OBJECTIVE:
Copy out every line in the rows below that contains the string "ymin". Uppercase and lowercase letters must match exactly.

SUPPLIED DATA:
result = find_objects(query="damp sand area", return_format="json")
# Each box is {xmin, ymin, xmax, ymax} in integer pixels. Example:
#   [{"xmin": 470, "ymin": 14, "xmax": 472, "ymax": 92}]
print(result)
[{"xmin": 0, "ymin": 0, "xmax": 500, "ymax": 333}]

FULL ANSWER:
# Each box is {xmin, ymin, xmax, ymax} in integer pixels. Example:
#   [{"xmin": 470, "ymin": 14, "xmax": 472, "ymax": 92}]
[{"xmin": 0, "ymin": 0, "xmax": 500, "ymax": 333}]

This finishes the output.